— Begin RECORD SET —
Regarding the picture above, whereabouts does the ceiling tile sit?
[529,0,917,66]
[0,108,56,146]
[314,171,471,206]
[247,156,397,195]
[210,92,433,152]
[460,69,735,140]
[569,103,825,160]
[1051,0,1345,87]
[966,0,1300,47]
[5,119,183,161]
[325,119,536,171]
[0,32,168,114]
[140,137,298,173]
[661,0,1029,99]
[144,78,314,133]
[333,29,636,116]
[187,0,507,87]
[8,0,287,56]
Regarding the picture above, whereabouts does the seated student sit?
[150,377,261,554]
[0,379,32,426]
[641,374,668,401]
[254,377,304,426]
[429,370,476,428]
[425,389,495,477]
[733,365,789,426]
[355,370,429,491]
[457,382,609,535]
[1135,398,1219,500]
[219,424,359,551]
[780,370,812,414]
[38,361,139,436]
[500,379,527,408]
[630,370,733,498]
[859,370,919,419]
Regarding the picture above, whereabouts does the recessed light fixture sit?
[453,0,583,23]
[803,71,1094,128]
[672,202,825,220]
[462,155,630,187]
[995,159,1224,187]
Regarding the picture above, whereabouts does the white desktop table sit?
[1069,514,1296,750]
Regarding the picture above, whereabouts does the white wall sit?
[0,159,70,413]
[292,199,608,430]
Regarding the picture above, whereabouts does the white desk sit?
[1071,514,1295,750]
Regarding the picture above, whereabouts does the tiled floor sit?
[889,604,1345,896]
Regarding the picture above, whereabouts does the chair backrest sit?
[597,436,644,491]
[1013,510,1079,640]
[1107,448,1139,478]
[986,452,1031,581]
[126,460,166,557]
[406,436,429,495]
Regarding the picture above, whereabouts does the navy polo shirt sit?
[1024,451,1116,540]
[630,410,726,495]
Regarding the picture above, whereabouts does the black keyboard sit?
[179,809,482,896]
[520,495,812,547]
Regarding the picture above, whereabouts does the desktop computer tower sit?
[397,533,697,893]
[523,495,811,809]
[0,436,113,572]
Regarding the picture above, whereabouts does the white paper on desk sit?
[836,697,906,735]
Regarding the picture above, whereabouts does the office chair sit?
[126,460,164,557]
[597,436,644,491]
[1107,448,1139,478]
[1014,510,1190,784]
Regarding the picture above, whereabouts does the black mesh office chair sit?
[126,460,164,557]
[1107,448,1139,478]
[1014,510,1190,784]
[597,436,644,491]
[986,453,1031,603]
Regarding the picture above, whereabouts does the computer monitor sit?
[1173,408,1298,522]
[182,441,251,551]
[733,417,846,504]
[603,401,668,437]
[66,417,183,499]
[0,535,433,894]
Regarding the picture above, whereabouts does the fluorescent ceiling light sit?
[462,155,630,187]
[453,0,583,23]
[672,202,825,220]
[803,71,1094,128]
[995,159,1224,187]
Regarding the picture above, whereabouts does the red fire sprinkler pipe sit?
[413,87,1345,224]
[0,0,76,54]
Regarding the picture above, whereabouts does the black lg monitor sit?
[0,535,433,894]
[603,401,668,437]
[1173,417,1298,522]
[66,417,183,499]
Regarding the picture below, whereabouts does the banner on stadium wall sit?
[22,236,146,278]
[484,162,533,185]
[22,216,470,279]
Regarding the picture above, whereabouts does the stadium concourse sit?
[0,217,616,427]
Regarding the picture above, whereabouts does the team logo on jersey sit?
— End RECORD SET —
▸ **TASK STATEMENT**
Rewrite all of the rows above, replacing "whereabouts" with "where" and leaving everything else unchanged.

▸ **SOLUTION TO THE EXERCISE**
Regarding the picture above, where does the ceiling tile sit?
[529,0,917,66]
[0,108,56,146]
[314,171,471,206]
[247,156,397,195]
[210,92,433,152]
[460,69,735,140]
[569,103,825,160]
[1051,0,1345,87]
[966,0,1300,47]
[5,119,183,161]
[325,119,536,171]
[0,32,168,114]
[140,137,298,173]
[661,0,1029,99]
[144,78,314,133]
[333,29,636,116]
[187,0,507,87]
[8,0,287,56]
Regarding the picture above, where does the seated student sit?
[150,377,261,554]
[0,379,32,426]
[641,374,668,401]
[254,377,304,426]
[429,370,476,428]
[425,389,495,477]
[733,365,789,426]
[355,370,429,491]
[457,382,609,535]
[1135,398,1219,500]
[219,424,359,551]
[780,370,812,414]
[38,361,139,436]
[500,379,527,408]
[630,370,733,498]
[859,370,919,419]
Regarding the picture above, where does the recessed light fixture sit?
[453,0,583,23]
[803,71,1094,128]
[672,202,825,220]
[462,155,630,187]
[995,159,1224,187]
Regarding the picture above, where does the white desktop table sit?
[1069,514,1296,750]
Regarding the picture above, where does the white wall sit?
[0,159,70,413]
[292,199,608,430]
Regarding the picture above, where does the white desk sit?
[1071,514,1295,750]
Regarding the picture above, where does the tiled floor sit?
[889,604,1345,896]
Regarding the picture above, where does the chair backrest sit?
[597,436,644,491]
[1013,510,1079,640]
[1107,448,1139,478]
[986,452,1031,581]
[126,460,166,557]
[406,436,429,495]
Regarding the picture above, where does the navy polo shirt sit?
[1024,451,1116,540]
[630,410,726,495]
Regarding the picture above, where does the black keyboard sit?
[179,809,482,896]
[520,495,812,547]
Regarding the picture above, where does the desktop computer tower sit?
[397,533,697,893]
[523,495,811,809]
[0,436,113,572]
Regarding the picture above, where does the white paper on desk sit?
[836,697,906,735]
Regarding the picture above, where does the office chair sit?
[126,460,164,557]
[597,436,644,491]
[1107,448,1139,478]
[1014,510,1190,784]
Regarding the picture above, where does the black mesh office chair sit?
[126,460,164,557]
[1107,448,1139,478]
[1014,510,1190,784]
[597,436,644,491]
[986,453,1031,603]
Regarding the picture above, where does the computer monitor sit?
[1173,408,1298,522]
[182,441,251,551]
[733,417,846,504]
[603,401,668,437]
[66,417,183,499]
[0,535,433,894]
Regarding the picture above, where does the fluorescent ceiling light sit?
[462,155,630,187]
[453,0,583,23]
[672,202,825,220]
[803,71,1094,128]
[995,159,1224,187]
Regarding the picture above, where does the red fire sprinkler pipe sit?
[413,87,1345,224]
[0,0,76,54]
Regarding the picture above, where does the black lg monitor sit?
[0,535,433,894]
[603,401,668,437]
[1173,417,1298,522]
[66,417,183,499]
Regarding the picture below, where does the banner on stadium wall sit?
[22,236,146,278]
[484,162,533,185]
[22,216,470,279]
Regarding the picture above, where does the stadium concourse sit?
[0,217,616,427]
Regarding the picture above, where does the team logo on jersey sit?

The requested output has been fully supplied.